▸ EXCERPT:
* * * * *

The strong programme or strong sociology is a variety of the sociology of scientific knowledge (SSK) particularly associated with David Bloor, Barry Barnes, Harry Collins, Donald A. MacKenzie, and John Henry. The strong programme's influence on science and technology studies is credited as being unparalleled (Latour 1999). The largely Edinburgh-based school of thought has illustrated how the existence of a scientific community, bound together by allegiance to a shared paradigm, is a prerequisite for normal scientific activity.

The strong programme is a reaction against "weak" sociologies of science, which restricted the application of sociology to "failed" or "false" theories, such as phrenology. Failed theories would be explained by citing the researchers' biases, such as covert political or economic interests. Sociology would be only marginally relevant to successful theories, which succeeded because they had revealed a fact of nature. The strong programme proposed that both "true" and "false" scientific theories should be treated the same way. Both are caused by social factors or conditions, such as cultural context and self-interest. All human knowledge, as something that exists in the human cognition, must contain some social components in its formation process.

Characteristics
As formulated by David Bloor, the strong programme has four indispensable components:
Causality:  it examines the conditions (psychological, social, and cultural) that bring about claims to a certain kind of knowledge.

* * * * *

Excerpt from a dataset
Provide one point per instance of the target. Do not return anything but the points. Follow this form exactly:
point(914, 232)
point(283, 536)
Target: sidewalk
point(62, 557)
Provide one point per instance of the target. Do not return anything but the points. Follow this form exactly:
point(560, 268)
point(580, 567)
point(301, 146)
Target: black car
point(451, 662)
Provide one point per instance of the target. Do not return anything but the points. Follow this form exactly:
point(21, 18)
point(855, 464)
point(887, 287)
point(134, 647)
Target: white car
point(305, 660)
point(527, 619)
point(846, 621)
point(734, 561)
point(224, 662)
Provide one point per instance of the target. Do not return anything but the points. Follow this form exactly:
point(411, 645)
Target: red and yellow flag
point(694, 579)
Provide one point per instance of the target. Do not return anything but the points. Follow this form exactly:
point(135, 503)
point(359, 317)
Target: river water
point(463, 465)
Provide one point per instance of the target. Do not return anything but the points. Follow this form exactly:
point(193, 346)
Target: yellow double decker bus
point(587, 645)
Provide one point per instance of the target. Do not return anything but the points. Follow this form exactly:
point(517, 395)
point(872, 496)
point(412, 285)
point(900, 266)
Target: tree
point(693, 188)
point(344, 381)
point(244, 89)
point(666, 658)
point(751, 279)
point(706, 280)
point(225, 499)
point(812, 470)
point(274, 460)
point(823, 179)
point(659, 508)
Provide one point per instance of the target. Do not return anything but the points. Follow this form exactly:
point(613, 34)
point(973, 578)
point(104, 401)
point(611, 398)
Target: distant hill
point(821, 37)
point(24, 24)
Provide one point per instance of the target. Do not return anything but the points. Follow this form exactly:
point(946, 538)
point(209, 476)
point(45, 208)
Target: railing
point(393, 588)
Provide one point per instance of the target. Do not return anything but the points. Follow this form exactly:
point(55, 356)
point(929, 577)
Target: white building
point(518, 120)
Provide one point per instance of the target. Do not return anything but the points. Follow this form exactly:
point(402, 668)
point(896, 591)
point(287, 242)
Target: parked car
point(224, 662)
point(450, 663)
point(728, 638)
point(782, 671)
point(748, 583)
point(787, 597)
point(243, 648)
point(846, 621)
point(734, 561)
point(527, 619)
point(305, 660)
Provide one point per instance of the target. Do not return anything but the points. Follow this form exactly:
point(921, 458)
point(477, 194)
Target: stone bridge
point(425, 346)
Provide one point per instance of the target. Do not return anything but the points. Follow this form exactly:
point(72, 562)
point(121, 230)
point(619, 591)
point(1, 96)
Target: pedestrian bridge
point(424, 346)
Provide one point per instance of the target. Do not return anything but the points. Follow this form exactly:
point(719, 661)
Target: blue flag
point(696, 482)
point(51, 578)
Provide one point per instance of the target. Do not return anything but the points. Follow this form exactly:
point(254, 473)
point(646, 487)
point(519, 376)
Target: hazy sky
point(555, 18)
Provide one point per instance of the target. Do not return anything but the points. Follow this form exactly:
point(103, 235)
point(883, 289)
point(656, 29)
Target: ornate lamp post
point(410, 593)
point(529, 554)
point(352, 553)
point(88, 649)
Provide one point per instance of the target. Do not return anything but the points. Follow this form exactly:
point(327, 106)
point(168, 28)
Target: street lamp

* * * * *

▸ BRIEF 1: According to the strong programme text, to which theories did "weak" sociologies of science restrict the application of sociology?
▸ BRIEF 2: Resume the strong programme text right after its last sentence.

▸ REPLY 1: They restricted it to "failed" or "false" theories, such as phrenology.

▸ REPLY 2:
Impartiality:  it examines successful as well as unsuccessful knowledge claims.
Symmetry: the same types of explanations are used for successful and unsuccessful knowledge claims alike.
Reflexivity: it must be applicable to sociology itself.

History
Because the strong programme originated at the 'Science Studies Unit,' University of Edinburgh, it is sometimes termed the Edinburgh School. However, there is also a Bath School associated with Harry Collins that makes similar proposals. In contrast to the Edinburgh School, which emphasizes historical approaches, the Bath School emphasizes microsocial studies of laboratories and experiments.  The Bath school, however, does depart from the strong programme on some fundamental issues. In the social construction of technology (SCOT) approach developed by Collins' student Trevor Pinch, as well as by the Dutch sociologist Wiebe Bijker, the strong programme was extended to technology. There are SSK-influenced scholars working in science and technology studies programs throughout the world.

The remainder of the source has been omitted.